[Short problem] Convert the material below into a Markdown table with two columns, "No." for the row number and "Line" for the line itself. Cover only the lines from the one containing "point: wooden floor -- drop" up to and including the one containing "column 398, row 216", and leave out any blank lines.
══ Dataset excerpts
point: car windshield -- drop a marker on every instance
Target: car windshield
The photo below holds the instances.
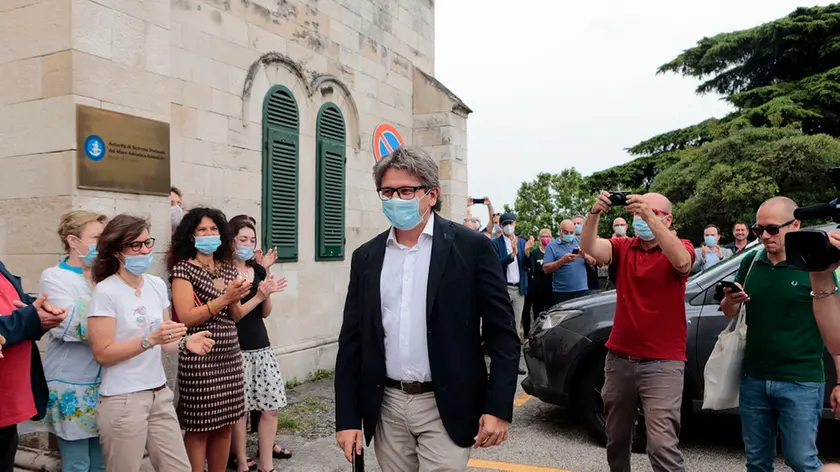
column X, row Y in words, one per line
column 720, row 270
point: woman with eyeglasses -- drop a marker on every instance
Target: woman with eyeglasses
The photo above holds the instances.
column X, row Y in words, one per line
column 129, row 325
column 264, row 387
column 206, row 293
column 71, row 371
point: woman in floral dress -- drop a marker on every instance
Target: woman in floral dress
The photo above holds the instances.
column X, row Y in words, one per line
column 71, row 371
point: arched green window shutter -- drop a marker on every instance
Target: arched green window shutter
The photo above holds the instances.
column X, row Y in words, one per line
column 280, row 173
column 330, row 185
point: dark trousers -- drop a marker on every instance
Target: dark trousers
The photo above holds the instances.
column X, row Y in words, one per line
column 542, row 300
column 659, row 386
column 560, row 297
column 526, row 315
column 255, row 421
column 8, row 448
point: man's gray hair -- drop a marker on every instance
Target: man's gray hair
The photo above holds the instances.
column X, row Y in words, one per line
column 416, row 162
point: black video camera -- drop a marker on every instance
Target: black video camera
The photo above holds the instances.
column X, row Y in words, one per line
column 810, row 249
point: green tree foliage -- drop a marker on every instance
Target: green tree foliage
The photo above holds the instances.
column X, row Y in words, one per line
column 783, row 78
column 726, row 180
column 549, row 199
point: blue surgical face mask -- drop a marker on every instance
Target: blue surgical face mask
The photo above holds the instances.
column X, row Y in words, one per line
column 642, row 229
column 138, row 265
column 244, row 253
column 403, row 214
column 208, row 244
column 88, row 258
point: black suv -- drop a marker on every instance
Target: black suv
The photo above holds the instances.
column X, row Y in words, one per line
column 566, row 350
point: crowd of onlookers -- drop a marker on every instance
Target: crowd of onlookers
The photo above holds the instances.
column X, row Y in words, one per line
column 543, row 270
column 787, row 313
column 102, row 390
column 425, row 300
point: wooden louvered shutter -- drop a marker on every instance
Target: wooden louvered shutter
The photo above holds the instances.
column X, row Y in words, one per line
column 330, row 185
column 280, row 174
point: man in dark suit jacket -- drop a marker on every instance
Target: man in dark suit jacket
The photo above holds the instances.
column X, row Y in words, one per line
column 20, row 328
column 410, row 367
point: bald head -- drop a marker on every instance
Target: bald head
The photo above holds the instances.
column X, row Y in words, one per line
column 567, row 226
column 658, row 201
column 776, row 212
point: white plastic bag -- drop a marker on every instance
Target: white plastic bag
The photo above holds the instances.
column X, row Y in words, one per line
column 723, row 369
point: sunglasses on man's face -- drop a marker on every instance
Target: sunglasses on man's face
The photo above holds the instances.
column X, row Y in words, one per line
column 772, row 230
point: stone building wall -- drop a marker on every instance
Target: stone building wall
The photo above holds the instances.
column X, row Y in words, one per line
column 204, row 67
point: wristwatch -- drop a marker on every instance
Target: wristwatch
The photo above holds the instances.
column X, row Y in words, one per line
column 182, row 344
column 145, row 343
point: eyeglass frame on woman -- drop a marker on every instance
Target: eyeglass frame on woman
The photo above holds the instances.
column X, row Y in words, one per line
column 149, row 243
column 772, row 230
column 398, row 191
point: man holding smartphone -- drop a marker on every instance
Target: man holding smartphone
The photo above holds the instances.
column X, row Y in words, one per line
column 783, row 377
column 564, row 260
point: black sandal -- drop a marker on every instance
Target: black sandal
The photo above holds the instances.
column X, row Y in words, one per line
column 283, row 453
column 233, row 464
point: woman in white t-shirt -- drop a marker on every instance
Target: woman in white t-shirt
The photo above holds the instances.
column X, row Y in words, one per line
column 129, row 324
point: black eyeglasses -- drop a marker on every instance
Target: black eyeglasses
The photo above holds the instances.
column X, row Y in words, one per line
column 772, row 230
column 136, row 245
column 404, row 193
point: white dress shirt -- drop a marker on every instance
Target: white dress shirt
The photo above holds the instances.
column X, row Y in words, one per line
column 403, row 284
column 512, row 268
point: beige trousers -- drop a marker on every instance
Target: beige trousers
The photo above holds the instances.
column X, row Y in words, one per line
column 410, row 436
column 132, row 423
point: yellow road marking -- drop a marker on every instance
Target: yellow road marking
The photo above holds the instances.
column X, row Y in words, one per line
column 521, row 399
column 480, row 464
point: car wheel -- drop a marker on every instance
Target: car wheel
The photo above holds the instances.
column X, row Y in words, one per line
column 592, row 408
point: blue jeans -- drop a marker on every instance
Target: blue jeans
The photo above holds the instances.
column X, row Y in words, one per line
column 83, row 455
column 794, row 408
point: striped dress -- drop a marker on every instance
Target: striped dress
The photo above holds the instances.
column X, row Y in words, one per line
column 211, row 387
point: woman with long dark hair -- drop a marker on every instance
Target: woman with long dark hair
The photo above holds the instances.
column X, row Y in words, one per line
column 206, row 294
column 264, row 387
column 129, row 326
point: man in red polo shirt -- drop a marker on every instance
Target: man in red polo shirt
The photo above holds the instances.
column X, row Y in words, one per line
column 646, row 359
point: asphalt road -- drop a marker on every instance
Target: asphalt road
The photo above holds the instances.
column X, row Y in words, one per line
column 545, row 439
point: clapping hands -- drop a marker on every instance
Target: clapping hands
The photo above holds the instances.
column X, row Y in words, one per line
column 49, row 314
column 271, row 285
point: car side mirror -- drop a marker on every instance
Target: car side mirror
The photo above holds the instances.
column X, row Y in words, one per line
column 718, row 293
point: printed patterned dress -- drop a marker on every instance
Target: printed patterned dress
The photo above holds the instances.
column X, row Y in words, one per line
column 211, row 387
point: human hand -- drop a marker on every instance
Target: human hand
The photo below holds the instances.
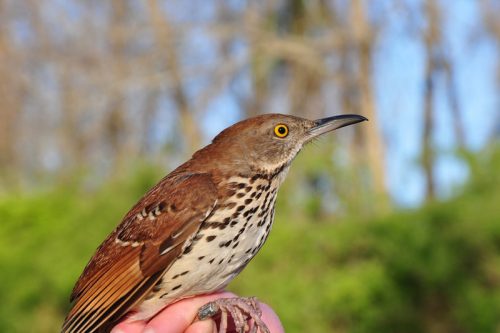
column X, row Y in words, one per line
column 180, row 317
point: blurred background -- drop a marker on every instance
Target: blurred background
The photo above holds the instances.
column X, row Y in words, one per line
column 388, row 226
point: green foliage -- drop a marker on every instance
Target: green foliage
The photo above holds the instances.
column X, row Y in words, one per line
column 432, row 270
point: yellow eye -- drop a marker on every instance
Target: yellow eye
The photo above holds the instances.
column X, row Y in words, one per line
column 281, row 131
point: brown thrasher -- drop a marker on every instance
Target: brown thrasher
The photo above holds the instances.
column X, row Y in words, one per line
column 195, row 230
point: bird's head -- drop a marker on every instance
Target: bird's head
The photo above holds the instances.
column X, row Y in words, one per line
column 270, row 141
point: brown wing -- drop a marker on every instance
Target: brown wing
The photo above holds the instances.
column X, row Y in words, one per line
column 135, row 256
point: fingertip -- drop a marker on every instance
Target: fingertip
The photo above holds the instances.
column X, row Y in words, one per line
column 129, row 327
column 203, row 326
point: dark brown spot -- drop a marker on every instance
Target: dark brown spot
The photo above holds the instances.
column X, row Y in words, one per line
column 188, row 249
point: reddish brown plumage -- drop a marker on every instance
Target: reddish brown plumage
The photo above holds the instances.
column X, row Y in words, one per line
column 161, row 227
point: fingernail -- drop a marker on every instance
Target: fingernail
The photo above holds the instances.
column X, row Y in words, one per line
column 117, row 330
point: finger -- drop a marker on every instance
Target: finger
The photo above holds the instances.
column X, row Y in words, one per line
column 203, row 326
column 176, row 318
column 129, row 327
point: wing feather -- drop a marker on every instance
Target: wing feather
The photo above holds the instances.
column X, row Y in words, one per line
column 131, row 260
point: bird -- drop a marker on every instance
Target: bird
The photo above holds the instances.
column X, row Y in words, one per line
column 197, row 229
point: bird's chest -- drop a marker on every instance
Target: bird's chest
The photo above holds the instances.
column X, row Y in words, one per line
column 226, row 241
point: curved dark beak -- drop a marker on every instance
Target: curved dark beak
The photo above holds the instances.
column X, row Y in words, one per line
column 325, row 125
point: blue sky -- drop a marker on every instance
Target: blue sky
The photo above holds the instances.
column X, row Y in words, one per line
column 399, row 68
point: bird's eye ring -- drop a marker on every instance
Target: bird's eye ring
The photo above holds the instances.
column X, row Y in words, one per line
column 281, row 131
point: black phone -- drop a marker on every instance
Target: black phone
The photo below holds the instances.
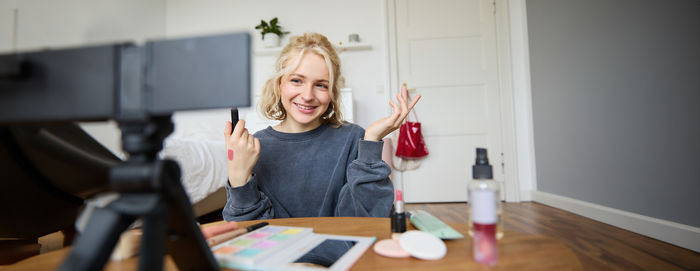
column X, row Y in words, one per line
column 234, row 117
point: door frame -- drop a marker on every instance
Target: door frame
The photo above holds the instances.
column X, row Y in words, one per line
column 512, row 60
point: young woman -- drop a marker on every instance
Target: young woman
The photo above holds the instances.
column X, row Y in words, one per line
column 312, row 163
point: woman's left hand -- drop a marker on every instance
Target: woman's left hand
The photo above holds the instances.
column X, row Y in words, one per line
column 379, row 129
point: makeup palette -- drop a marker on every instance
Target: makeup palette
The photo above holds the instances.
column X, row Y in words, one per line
column 253, row 247
column 290, row 248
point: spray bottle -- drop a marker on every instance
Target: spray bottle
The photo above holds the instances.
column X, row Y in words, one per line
column 484, row 215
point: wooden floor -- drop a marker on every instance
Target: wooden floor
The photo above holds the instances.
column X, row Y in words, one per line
column 598, row 246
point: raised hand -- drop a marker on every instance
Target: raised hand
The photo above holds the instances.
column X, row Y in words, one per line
column 243, row 151
column 382, row 127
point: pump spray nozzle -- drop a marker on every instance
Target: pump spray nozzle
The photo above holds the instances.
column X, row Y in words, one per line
column 481, row 168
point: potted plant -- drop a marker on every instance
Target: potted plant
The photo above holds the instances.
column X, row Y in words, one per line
column 271, row 32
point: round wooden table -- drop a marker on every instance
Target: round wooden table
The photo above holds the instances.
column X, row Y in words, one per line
column 517, row 251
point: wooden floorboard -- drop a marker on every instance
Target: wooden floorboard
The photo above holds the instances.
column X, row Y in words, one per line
column 599, row 246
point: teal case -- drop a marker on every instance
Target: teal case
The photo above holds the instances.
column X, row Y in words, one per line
column 428, row 223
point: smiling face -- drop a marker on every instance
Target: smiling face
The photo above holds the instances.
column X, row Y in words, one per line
column 305, row 94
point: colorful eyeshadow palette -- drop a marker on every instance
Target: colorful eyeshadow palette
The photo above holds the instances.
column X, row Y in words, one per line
column 290, row 248
column 253, row 247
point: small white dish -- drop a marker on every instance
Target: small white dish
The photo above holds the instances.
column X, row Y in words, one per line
column 423, row 245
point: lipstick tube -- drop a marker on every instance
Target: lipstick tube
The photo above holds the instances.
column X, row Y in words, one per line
column 398, row 216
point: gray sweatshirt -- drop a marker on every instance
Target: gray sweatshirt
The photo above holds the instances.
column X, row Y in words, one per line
column 323, row 172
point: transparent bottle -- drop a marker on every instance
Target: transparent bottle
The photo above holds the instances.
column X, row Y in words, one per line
column 484, row 194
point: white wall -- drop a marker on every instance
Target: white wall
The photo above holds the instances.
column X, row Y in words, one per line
column 364, row 71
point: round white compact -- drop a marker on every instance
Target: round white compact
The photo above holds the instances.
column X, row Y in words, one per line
column 423, row 245
column 390, row 248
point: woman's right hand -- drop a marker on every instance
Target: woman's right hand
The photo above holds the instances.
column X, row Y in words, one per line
column 242, row 151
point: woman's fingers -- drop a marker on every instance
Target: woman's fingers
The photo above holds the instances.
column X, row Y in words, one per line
column 414, row 101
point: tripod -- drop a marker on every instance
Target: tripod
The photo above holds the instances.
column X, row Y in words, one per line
column 149, row 188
════
[Expected output]
| No. | Line |
|---|---|
| 1 | point: wooden floor -- drop a marker on every instance |
| 2 | Target: wooden floor |
| 3 | The photo above holds the instances. |
| 4 | column X, row Y in words, one per line |
| 5 | column 598, row 246 |
| 6 | point: raised hand -- drop a marker on every instance |
| 7 | Target: raised hand |
| 8 | The photo above holds the instances. |
| 9 | column X, row Y in words, one per line |
| 10 | column 243, row 151 |
| 11 | column 382, row 127 |
| 12 | point: pump spray nozzle -- drop a marker on every instance |
| 13 | Target: pump spray nozzle |
| 14 | The photo above holds the instances. |
| 15 | column X, row Y in words, one per line |
| 16 | column 481, row 168 |
| 17 | point: potted plant -- drop a marker on every instance |
| 18 | Target: potted plant |
| 19 | The photo above holds the instances. |
| 20 | column X, row Y in words, one per line |
| 21 | column 271, row 32 |
| 22 | point: round wooden table -- drop a marker on every instance |
| 23 | Target: round wooden table |
| 24 | The photo above holds the instances. |
| 25 | column X, row Y in words, one per line |
| 26 | column 517, row 251 |
| 27 | point: wooden floorboard -- drop a marker on every instance |
| 28 | Target: wooden floorboard |
| 29 | The photo above holds the instances. |
| 30 | column X, row Y in words, one per line |
| 31 | column 599, row 246 |
| 32 | point: teal case -- drop a marker on every instance |
| 33 | Target: teal case |
| 34 | The photo above holds the instances. |
| 35 | column X, row Y in words, one per line |
| 36 | column 428, row 223 |
| 37 | point: smiling face -- drop a marker on every instance |
| 38 | Target: smiling face |
| 39 | The photo above holds the instances. |
| 40 | column X, row Y in words, one per line |
| 41 | column 305, row 94 |
| 42 | point: colorful eyeshadow palette -- drop a marker on every instance |
| 43 | Target: colorful eyeshadow palette |
| 44 | The photo above holds the instances. |
| 45 | column X, row Y in words, one per line |
| 46 | column 290, row 248 |
| 47 | column 253, row 247 |
| 48 | point: small white dish -- drop a marker on every instance |
| 49 | Target: small white dish |
| 50 | The photo above holds the instances. |
| 51 | column X, row Y in words, one per line |
| 52 | column 423, row 245 |
| 53 | point: lipstick tube -- drop a marker on every instance |
| 54 | Target: lipstick tube |
| 55 | The photo above holds the instances. |
| 56 | column X, row Y in words, one per line |
| 57 | column 398, row 216 |